İzzet Dönmez Yazdı
Suriye dediğin yer nire ki?
Senin dünkü Şam Vilayetin.
Daha dün gibi kısa zaman önce.
Ordumuz şu anda Afrin`de köyleri tek tek ele geçiriyor.
Köy adlarına bakar mısınız?
Baliköy, Hayoğlu, Bak Obası, Duraklı, Çarkanlı, Yukarı Hacıkanlı, Aşağı Hacıkanlı, Derviş Obası, Bilalköy, Ömeruşağı, Mamel Uşağı, Kırmızı, Karababa, Sarıuşağı, Orta Çakallı, Hacı Bilal köyü, Aşağı Korgan, Yukarı Korgan.
Aşağı yukarı hepsi Türkmen köyü.
Arada bir Arap, arada bir Kürt köyleri var.
Olacak elbet.
Onlar bizim kardeşlerimiz.
Tepelik, dağlık yerlerde Türkmen`ler ve Kürt`ler yaşıyor.
Ovalık yerlerde Arap`lar.
Tıpkı Anadolu`daki gibi bin yıldır kardeşçesine.
Geçenlerde bizim haneye baktım da Kürt gelinimiz var, Zaza gelinimiz var, Arap gelinimiz var, Gürcü gelinimiz var, Abaza gelinimiz var, Boşnak gelinimiz var.
Bazılarından çifter çifter var.
Bunlardan damatlarda var.
Biz, böylece Türkiye`yiz,
Allah bağışlasın, iki torunum var,
Geçenlerde onlar ne millet oluyor? diye düşündüm de,
Ben, Trabzonlu’yum aslen, dünürüm Abdülkadir bey, Kafkas kökenli, Dağıstan`lı Avar, Şeyh Şamil`in torunu. Dünürümün eşi Tatar-Manav karışımı,
Kızımın annesi Balkan Göçmeni.
Dolayısı ile torunlarım Türkiye Harmanı.
Bu işte, hem Suriye`de, hemde Irak`ta, Türkiye`de hangi halklar yaşıyorsa, aynısı oralarda da var.
Şu nispette, ama bu nispette Türk`te var, Arap`ta var, Kürt`te var
Çerkez`i, Nusayri`si, Ermeni`si, Süryanisi dahi ortak.
Tam bin yıldır, Batılılar Anadolu`ya Türkiye derken, Suriye`ye de, Irak`a da Türkiye diyordu.
Ah bir anlatabilsek "Türkiye`nin" coğrafi bir tanım olduğunu.
Herkesi içinde barındıran, herkesi var sayan, bir "Kutsal ana" kucağı olduğunu.
Türk Ordusu, dün, tapusu ile kendisine ait topraklara giriyor.
Şu anda Türk Ordusu Bosna`da var mı?
Var.
Makedonya`da var mı?
Var.
===============
Yapılacak iş: Alıntıda "Bazılarından çifter çifter" sözleriyle başlayıp "da Türkiye diyordu." sözleriyle biten bölümü hiç değiştirmeden çıkarın.

(Bir veri bloğu)
===============
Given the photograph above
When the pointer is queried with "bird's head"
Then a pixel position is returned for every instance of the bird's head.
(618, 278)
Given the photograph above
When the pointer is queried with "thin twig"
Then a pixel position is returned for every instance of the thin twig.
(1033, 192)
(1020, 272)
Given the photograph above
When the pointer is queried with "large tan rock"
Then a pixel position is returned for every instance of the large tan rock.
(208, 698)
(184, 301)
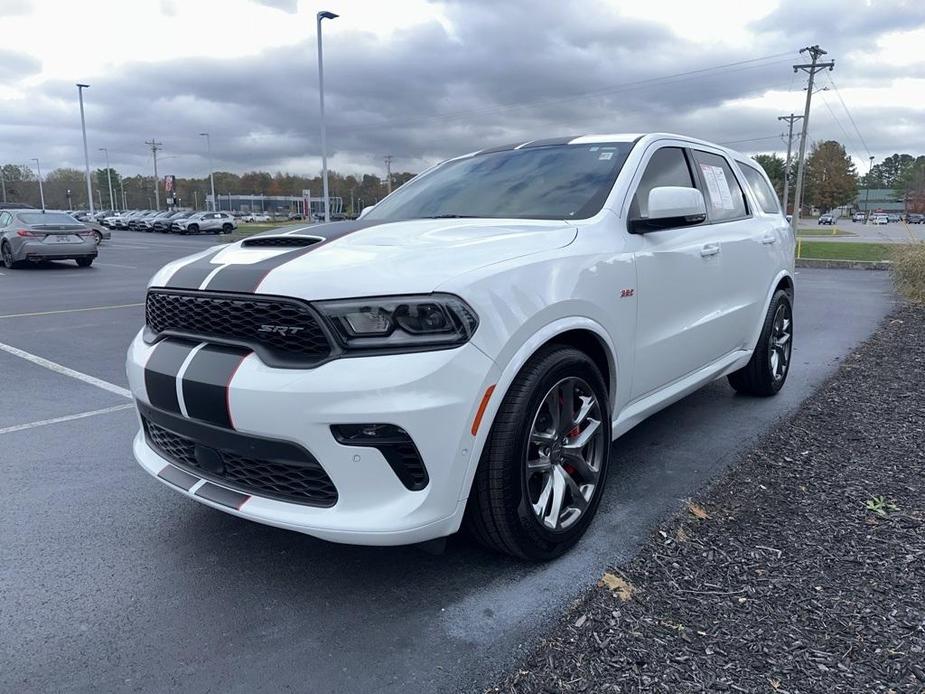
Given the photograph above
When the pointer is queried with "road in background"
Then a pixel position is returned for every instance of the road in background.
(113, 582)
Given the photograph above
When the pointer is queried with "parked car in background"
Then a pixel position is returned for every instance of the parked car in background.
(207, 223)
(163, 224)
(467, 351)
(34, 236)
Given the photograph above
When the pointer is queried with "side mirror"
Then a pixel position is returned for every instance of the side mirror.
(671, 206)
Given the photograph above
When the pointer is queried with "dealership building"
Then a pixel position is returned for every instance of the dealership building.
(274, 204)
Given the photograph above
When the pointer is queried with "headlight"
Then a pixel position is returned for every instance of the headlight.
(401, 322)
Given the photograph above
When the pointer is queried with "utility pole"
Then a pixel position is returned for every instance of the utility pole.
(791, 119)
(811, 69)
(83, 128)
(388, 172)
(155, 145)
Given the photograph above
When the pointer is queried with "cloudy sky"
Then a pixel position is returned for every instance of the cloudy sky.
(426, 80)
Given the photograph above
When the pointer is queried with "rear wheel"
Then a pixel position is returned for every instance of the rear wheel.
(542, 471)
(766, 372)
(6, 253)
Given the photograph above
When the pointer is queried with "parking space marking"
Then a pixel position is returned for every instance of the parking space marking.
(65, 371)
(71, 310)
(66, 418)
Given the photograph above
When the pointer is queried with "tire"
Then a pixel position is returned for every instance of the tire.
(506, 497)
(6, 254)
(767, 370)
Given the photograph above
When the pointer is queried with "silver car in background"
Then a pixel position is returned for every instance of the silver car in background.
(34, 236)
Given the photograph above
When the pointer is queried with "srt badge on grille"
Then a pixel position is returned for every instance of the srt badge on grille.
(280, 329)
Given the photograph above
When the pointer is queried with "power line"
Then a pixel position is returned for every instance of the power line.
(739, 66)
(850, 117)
===============
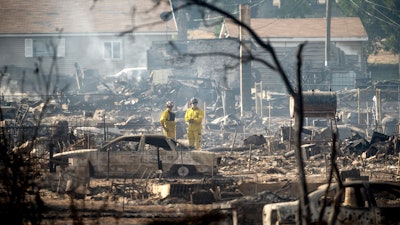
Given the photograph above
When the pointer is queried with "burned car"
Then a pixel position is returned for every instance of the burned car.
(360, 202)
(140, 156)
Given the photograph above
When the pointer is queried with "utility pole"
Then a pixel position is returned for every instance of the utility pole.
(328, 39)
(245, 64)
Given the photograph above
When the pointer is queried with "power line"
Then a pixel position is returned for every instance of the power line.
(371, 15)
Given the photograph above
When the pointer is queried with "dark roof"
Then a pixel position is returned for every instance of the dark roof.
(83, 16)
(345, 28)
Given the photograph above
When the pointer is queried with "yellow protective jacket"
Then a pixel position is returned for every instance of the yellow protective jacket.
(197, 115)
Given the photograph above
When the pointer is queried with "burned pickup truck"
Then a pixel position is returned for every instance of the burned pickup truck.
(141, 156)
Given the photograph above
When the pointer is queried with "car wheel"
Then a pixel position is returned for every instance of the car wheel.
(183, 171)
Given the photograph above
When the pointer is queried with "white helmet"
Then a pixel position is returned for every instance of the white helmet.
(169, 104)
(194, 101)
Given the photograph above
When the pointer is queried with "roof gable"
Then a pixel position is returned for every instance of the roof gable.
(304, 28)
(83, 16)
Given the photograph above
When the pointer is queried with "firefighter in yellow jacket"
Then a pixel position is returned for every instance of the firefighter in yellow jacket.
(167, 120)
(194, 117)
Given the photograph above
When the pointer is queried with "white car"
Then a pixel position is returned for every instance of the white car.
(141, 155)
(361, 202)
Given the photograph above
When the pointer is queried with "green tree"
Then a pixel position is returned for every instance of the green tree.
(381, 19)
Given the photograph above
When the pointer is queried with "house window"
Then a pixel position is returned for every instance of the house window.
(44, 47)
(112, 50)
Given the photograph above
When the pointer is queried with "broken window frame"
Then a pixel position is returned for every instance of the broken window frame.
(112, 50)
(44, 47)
===============
Tam yanıt:
Bazılarından çifter çifter var.
Bunlardan damatlarda var.
Biz, böylece Türkiye`yiz,
Allah bağışlasın, iki torunum var,
Geçenlerde onlar ne millet oluyor? diye düşündüm de,
Ben, Trabzonlu’yum aslen, dünürüm Abdülkadir bey, Kafkas kökenli, Dağıstan`lı Avar, Şeyh Şamil`in torunu. Dünürümün eşi Tatar-Manav karışımı,
Kızımın annesi Balkan Göçmeni.
Dolayısı ile torunlarım Türkiye Harmanı.
Bu işte, hem Suriye`de, hemde Irak`ta, Türkiye`de hangi halklar yaşıyorsa, aynısı oralarda da var.
Şu nispette, ama bu nispette Türk`te var, Arap`ta var, Kürt`te var
Çerkez`i, Nusayri`si, Ermeni`si, Süryanisi dahi ortak.
Tam bin yıldır, Batılılar Anadolu`ya Türkiye derken, Suriye`ye de, Irak`a da Türkiye diyordu.